(Image annotation data)
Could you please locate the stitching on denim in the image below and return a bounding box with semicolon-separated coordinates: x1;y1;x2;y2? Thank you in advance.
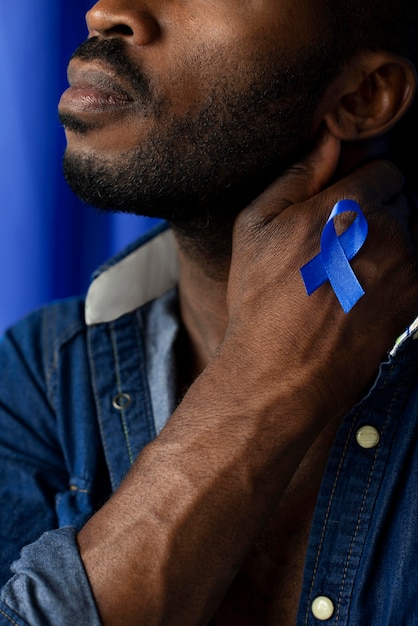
305;413;358;626
110;323;134;465
70;485;91;494
135;305;157;439
0;609;19;626
334;367;397;624
87;330;116;485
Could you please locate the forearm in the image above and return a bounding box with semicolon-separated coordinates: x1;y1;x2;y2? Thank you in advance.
79;342;319;626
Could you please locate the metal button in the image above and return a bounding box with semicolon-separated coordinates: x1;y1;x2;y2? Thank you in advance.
112;392;132;411
312;596;334;622
356;426;380;448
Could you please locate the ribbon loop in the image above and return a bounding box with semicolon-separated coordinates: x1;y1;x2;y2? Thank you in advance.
300;200;368;313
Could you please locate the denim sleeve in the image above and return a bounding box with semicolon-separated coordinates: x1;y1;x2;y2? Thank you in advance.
0;527;101;626
0;307;104;626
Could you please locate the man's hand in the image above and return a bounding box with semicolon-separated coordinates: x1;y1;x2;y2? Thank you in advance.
79;133;418;626
226;130;418;426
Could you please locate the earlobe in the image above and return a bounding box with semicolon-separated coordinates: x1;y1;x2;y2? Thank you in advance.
324;52;417;141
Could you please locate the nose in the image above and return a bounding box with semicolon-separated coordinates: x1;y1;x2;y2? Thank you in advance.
86;0;159;46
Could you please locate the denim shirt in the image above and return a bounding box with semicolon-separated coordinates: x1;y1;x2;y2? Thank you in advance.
0;226;418;626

Required work: Reproduce verbatim the stretch of the records from the line containing "Could you please locate the denim sleeve" through their final line.

Exercise response:
Could you please locate the denim sleeve in the image above and return a bounding box with semicolon-separated coordinates: x1;y1;x2;y2? Thank you in advance.
0;527;101;626
0;307;104;626
Could you please locate the man's hand in the image above and return a bounding box with semicolon-separated coordinates: x1;y1;x2;y2? Thank you in advance.
79;133;418;626
226;130;418;426
Could you please locate the earlobe in the image above and return a bounding box with semicolon-separated coordinates: x1;y1;x2;y2? Thank you in advance.
324;52;417;141
Could you please locate the nose in the image above and return a bounding box with semicolon-separated coordinates: x1;y1;x2;y2? Thank you in advance.
86;0;159;46
Could you please locate the denim shirt in the image above and return a bounding box with semicolon-separated coordinates: x1;y1;x2;y2? Thank you in advance.
0;226;418;626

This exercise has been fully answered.